**Requirements**
Count the lines below that contain the string "surface", matching case exactly, and reply with the number alone.

□ □ □ □ □

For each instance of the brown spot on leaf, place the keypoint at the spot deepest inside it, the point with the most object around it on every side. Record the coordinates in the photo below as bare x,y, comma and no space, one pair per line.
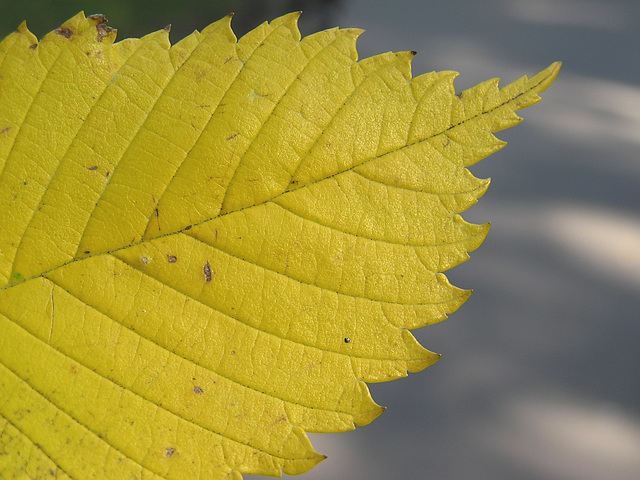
207,272
64,31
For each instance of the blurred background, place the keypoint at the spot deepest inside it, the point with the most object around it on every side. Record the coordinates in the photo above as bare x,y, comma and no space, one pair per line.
540,377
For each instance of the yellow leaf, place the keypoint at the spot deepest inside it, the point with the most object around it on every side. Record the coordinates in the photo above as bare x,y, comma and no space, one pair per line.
207,249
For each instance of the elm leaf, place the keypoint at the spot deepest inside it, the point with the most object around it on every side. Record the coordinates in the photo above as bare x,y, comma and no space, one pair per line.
208,249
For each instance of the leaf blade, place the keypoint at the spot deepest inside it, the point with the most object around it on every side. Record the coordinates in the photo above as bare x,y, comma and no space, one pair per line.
272,279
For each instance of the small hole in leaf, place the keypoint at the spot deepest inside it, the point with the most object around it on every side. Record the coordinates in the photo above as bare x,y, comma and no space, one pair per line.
169,451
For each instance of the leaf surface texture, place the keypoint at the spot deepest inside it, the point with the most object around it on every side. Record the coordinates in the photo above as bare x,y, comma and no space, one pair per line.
208,249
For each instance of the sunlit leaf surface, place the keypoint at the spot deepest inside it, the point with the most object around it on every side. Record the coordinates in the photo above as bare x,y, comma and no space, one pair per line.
208,249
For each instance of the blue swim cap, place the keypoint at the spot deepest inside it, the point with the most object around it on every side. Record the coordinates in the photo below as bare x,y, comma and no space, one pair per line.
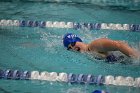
70,38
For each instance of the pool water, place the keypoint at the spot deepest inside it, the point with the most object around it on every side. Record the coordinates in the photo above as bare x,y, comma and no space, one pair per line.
41,49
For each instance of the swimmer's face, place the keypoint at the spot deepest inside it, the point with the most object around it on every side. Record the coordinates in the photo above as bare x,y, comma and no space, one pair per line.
73,47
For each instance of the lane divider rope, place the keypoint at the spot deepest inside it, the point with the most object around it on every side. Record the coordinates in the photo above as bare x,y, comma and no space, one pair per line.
70,78
73,25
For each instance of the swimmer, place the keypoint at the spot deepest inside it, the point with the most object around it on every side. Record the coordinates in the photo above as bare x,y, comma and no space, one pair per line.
101,46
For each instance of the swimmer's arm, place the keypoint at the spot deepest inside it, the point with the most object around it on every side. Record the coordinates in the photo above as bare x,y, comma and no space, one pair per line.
102,55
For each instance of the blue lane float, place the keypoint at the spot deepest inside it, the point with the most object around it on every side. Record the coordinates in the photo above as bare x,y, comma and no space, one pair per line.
72,25
70,78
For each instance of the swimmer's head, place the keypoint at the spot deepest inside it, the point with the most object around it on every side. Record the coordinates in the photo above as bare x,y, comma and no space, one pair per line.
70,39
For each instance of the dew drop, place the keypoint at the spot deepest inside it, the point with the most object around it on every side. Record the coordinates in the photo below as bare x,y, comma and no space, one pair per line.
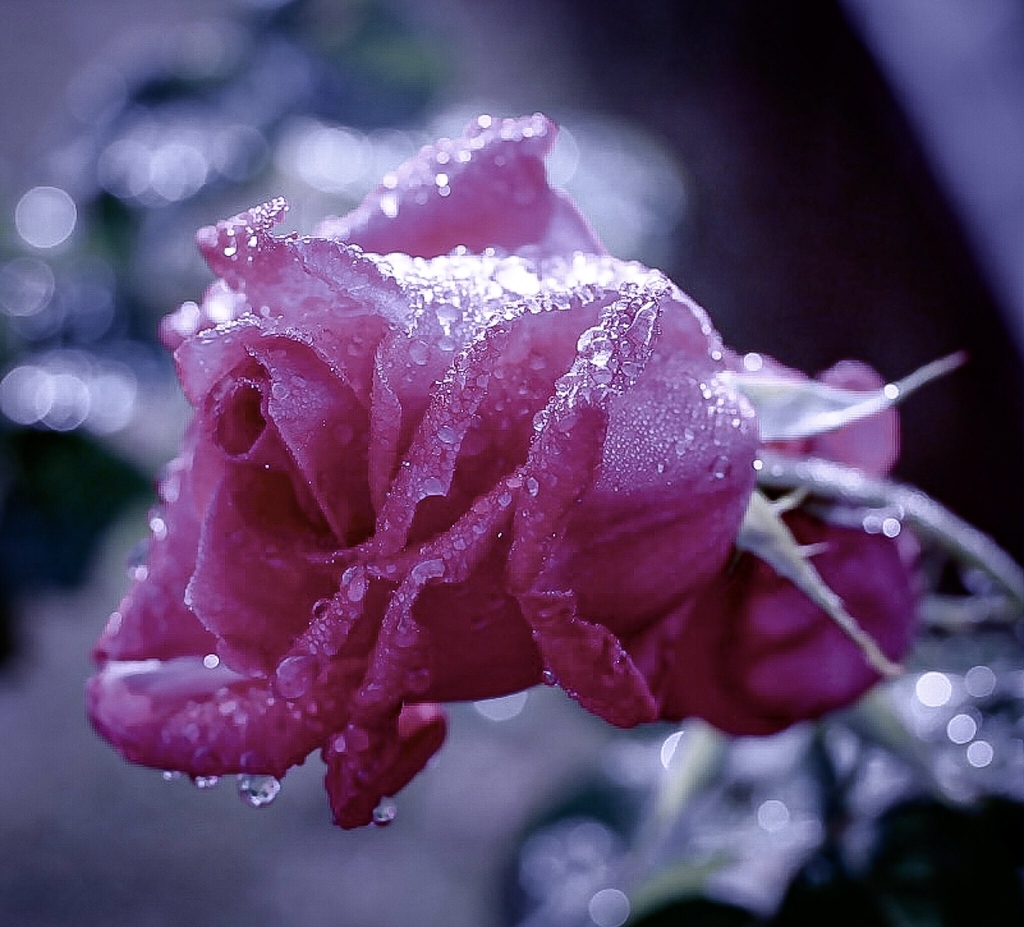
257,791
418,353
962,728
385,812
609,908
980,754
891,527
294,676
934,689
980,681
431,487
357,589
773,815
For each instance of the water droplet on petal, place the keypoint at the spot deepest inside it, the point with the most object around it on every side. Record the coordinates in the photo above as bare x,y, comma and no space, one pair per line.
385,812
257,791
294,676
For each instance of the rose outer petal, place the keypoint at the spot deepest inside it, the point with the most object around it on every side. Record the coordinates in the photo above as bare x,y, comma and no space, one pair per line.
486,190
754,655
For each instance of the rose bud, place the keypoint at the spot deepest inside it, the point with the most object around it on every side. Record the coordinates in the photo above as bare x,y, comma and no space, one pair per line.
448,449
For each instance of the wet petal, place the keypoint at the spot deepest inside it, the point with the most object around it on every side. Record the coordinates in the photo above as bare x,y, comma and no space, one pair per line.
485,190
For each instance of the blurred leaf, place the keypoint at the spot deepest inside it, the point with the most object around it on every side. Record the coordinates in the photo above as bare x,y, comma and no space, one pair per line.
64,491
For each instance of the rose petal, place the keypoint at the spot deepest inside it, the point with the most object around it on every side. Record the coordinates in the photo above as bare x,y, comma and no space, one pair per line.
153,620
364,766
770,657
871,444
179,715
485,190
256,577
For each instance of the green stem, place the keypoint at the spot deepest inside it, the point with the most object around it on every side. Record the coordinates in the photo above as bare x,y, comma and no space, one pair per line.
931,521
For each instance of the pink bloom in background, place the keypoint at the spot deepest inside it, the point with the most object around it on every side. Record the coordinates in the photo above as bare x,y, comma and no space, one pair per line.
448,449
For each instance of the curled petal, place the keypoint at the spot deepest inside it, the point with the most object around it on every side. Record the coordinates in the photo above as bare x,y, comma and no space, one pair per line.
771,656
485,190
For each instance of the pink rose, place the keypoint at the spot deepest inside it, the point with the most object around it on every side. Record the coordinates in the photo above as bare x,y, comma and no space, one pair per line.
448,449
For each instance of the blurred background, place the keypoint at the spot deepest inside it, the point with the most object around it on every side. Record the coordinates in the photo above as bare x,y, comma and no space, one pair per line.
828,179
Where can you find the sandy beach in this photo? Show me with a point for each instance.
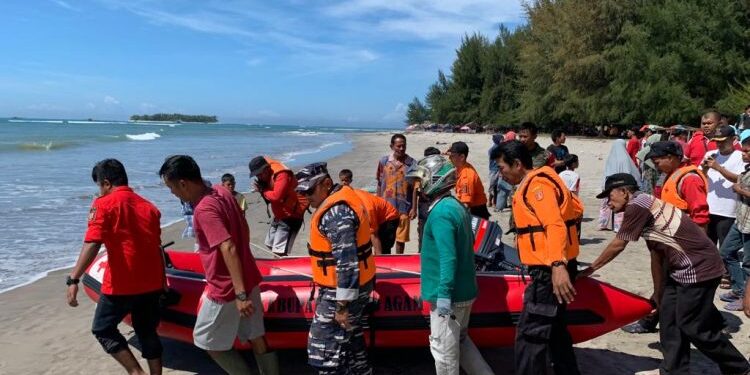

□ □ □ □ □

**Written solution**
2